Short exercise: What follows is a block of records; restate each one word for word.

Input:
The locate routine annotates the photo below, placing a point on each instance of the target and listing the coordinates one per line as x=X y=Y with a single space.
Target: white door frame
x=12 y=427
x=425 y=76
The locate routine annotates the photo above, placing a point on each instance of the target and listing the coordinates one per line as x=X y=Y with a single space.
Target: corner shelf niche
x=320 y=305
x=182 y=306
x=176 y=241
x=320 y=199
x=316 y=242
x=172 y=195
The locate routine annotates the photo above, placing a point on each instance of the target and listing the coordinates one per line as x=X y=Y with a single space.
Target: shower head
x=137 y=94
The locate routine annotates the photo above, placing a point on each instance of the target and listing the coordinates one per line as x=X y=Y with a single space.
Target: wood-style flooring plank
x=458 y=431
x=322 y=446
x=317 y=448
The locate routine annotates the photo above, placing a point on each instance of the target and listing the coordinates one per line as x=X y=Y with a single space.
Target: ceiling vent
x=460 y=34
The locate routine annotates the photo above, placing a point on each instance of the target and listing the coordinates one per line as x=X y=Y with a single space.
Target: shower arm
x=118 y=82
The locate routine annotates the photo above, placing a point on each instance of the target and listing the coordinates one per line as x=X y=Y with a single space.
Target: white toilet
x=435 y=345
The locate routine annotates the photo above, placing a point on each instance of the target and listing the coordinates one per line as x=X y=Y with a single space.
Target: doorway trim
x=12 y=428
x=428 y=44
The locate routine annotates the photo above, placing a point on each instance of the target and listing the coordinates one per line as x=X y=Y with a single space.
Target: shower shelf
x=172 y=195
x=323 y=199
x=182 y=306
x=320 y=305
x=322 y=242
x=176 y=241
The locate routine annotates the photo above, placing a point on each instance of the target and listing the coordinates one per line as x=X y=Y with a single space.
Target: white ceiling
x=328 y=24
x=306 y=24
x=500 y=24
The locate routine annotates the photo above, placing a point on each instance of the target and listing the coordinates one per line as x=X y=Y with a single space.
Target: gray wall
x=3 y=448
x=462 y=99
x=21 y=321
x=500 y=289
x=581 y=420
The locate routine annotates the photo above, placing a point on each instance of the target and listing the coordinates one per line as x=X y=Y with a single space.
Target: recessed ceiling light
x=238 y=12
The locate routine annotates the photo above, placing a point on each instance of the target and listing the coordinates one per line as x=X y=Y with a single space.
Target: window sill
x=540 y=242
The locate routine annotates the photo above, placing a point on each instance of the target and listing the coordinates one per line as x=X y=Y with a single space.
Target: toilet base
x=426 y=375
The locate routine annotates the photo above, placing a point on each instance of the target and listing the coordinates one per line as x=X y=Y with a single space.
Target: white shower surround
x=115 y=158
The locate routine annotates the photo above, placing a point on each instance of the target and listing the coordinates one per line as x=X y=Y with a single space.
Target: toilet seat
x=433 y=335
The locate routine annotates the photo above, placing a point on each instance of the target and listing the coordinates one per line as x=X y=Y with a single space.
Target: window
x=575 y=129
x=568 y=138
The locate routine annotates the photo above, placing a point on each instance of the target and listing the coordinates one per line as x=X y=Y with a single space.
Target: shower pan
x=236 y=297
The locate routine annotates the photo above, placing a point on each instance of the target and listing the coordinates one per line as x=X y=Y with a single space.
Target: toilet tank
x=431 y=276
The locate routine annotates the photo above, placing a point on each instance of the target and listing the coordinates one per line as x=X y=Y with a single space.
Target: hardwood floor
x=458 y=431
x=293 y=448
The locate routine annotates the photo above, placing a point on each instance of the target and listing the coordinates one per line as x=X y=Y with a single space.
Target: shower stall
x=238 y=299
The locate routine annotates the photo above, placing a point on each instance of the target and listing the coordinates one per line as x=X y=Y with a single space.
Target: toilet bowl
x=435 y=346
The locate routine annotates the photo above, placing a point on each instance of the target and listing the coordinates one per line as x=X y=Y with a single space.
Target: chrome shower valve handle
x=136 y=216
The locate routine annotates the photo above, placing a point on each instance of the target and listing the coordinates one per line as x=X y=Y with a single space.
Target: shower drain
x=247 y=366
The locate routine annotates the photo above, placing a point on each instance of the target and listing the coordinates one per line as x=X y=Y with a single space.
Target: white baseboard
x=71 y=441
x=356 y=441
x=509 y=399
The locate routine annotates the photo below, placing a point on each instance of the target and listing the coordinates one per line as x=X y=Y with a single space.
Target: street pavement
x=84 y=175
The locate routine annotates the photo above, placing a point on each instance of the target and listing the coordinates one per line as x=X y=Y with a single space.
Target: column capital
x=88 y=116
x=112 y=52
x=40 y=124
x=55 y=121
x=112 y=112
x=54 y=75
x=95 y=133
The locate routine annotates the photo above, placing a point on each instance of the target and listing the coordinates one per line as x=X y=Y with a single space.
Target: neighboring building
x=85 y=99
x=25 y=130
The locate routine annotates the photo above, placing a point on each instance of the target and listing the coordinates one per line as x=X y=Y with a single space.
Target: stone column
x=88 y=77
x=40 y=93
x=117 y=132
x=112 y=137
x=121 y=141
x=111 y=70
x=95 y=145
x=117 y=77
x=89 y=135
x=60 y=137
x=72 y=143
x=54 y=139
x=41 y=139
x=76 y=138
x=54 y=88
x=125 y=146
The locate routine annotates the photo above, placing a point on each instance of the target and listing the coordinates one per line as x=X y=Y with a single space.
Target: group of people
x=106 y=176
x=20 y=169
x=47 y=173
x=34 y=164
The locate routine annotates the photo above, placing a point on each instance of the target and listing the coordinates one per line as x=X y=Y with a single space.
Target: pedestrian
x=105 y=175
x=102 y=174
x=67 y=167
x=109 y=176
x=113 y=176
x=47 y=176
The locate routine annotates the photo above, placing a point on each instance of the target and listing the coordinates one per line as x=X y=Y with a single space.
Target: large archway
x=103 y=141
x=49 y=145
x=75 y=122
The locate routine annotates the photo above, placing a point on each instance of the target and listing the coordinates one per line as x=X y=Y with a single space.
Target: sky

Correct result:
The locate routine annotates the photo below, placing a point on each instance of the target and listing the coordinates one per line as x=X y=Y with a single space.
Target: white door frame
x=12 y=427
x=425 y=76
The locate routine annotates the photo above, placing a point on each instance of the target and listing the coordinates one per line as x=X y=Y with a single space.
Target: corner shelf niche
x=320 y=305
x=182 y=306
x=176 y=241
x=320 y=199
x=316 y=242
x=172 y=195
The locate routine annotates the photo above, placing a point on each instance of the target and listing the coordinates one per line as x=X y=Y with a single space.
Target: shower head
x=137 y=94
The locate routine annotates the photo above, placing a point on each instance of the target and listing the coordinates one per line as x=X y=Y with a single space.
Target: wood-style flooring plank
x=458 y=431
x=322 y=446
x=317 y=448
The locate routine annotates the photo above, placing a point on each instance of the target and listing the coordinates one per line as x=X y=Y with a single space.
Target: ceiling vent
x=460 y=34
The locate routine annotates the photo above, placing a point on each instance of the target and listing the coordinates one per line as x=X y=Y with a single space.
Target: shower arm
x=118 y=82
The locate routine annotates the photo above, placing a point on each instance of the target and listing the coordinates one per line as x=X y=Y with a single space.
Target: white toilet
x=435 y=345
The locate routine annotates the photo above, placing a point on each instance of the target and listing the coordinates one per line as x=X y=Y with a single space.
Target: doorway trim
x=12 y=428
x=428 y=44
The locate routine annotates the photo above, placing a point on each instance of the target and listing the coordinates one per line as x=X y=Y with a single space.
Target: shower shelf
x=172 y=195
x=323 y=199
x=182 y=306
x=320 y=305
x=322 y=242
x=176 y=241
The locate routine annotates the photo above, placing a point on each instance of the target and listing the coordinates one per line as x=X y=Y with a single space.
Target: white ceiling
x=328 y=24
x=306 y=24
x=500 y=24
The locate routine annotates the photo above, placing a point on each instance of the target and listing the coordinates one per line as x=X y=Y with a single space.
Target: gray wall
x=3 y=448
x=462 y=99
x=21 y=321
x=500 y=289
x=581 y=420
The locate routine annotates the photo above, placing a point on each instance of the target and listing the coordinates one per line as x=X y=Y with a single space.
Target: recessed ceiling light
x=238 y=12
The locate routine annotates the photo above, placing a point on each instance of the target and listing the coordinates one per line as x=X y=Y with a single space.
Target: window sill
x=540 y=242
The locate routine annotates the photo above, placing a point on each instance of the target and listing the coordinates one per line as x=X y=Y with a single space.
Target: toilet base
x=426 y=375
The locate routine annotates the photo above, placing a point on each instance of the target and listing the coordinates one per line as x=X y=Y with a single space.
Target: white shower surround
x=115 y=158
The locate routine annotates the photo above, placing a point on each instance of the target and listing the coordinates one per line as x=X y=Y with a single space.
Target: toilet seat
x=433 y=335
The locate routine annotates the photo above, placing a point on each instance of the target and listing the coordinates one per line as x=X y=Y with a single space.
Target: window
x=575 y=129
x=568 y=138
The locate routine annotates the photo above, placing a point on each instance of the target and listing the coordinates one per line as x=X y=Y with a single space.
Target: shower pan
x=236 y=297
The locate routine annotates the photo above, placing a point on each instance of the target and listing the coordinates one per line as x=X y=Y with a single space.
Target: toilet tank
x=431 y=276
The locate routine annotates the photo above, placing a point on each instance of the target and listing the coordinates one per line as x=X y=Y with a single space.
Target: hardwood floor
x=458 y=431
x=293 y=448
The locate routine annotates the photo above, placing a point on each instance of the target and listing the coordinates one per line as x=X y=Y with a single space.
Target: shower stall
x=238 y=299
The locate routine annotates the photo above, placing a point on each instance of the target and listing the coordinates one per line as x=X y=Y with a single space.
Target: toilet bowl
x=435 y=346
The locate routine annotates the photo above, placing a point on each instance of the target and listing the coordinates one per line as x=X y=Y with a single space.
Target: chrome shower valve handle
x=136 y=216
The locate routine annotates the photo above, placing a point on each instance of the target and listing the coordinates one per line as x=X y=Y with a single space.
Target: shower drain
x=247 y=366
The locate routine annotates the photo above, placing a point on each instance of the target and listing the coordinates one per line as x=X y=Y with a single space.
Target: white baseboard
x=71 y=441
x=356 y=441
x=509 y=399
The locate routine annotates the photo below, placing a point on each instance of the target and listing the coordinates one per line as x=X y=Y with a single space.
Target: street pavement
x=84 y=175
The locate routine annotates the photo above, placing a point on each instance of the target and listing the coordinates one per line as x=X y=Y with a single space.
Target: column capital
x=88 y=116
x=112 y=52
x=40 y=124
x=55 y=121
x=112 y=112
x=54 y=75
x=95 y=133
The locate routine annotates the photo above, placing a point on each instance of the target and listing the coordinates one per line as x=X y=Y with a single space.
Target: neighboring building
x=85 y=99
x=25 y=130
The locate routine annotates the photo above, placing a point on each instance of the target and listing the coordinates one per line as x=X y=Y with a single space.
Target: stone column
x=88 y=77
x=40 y=93
x=117 y=132
x=112 y=137
x=121 y=141
x=111 y=70
x=95 y=145
x=117 y=77
x=89 y=135
x=60 y=137
x=72 y=143
x=54 y=139
x=41 y=139
x=76 y=138
x=54 y=88
x=125 y=146
The locate routine annotates the photo above, placing a point on each instance of the target and listing the coordinates one per line as x=X y=Y with a single space.
Target: group of people
x=106 y=176
x=20 y=169
x=47 y=173
x=34 y=164
The locate routine annotates the photo above, placing a point on each instance of the target and listing the coordinates one per line as x=X y=Y with a single space.
Target: pedestrian
x=105 y=175
x=102 y=174
x=67 y=167
x=109 y=176
x=113 y=176
x=47 y=176
The locate routine annotates the photo above, placing a point on each instance of the target and listing the coordinates one per line as x=X y=Y with a single space.
Target: large archway
x=103 y=141
x=49 y=145
x=75 y=122
The locate routine annotates the photo above, placing a point on each instance of the target and listing the coordinates one per line as x=X y=Y with a single space.
Target: sky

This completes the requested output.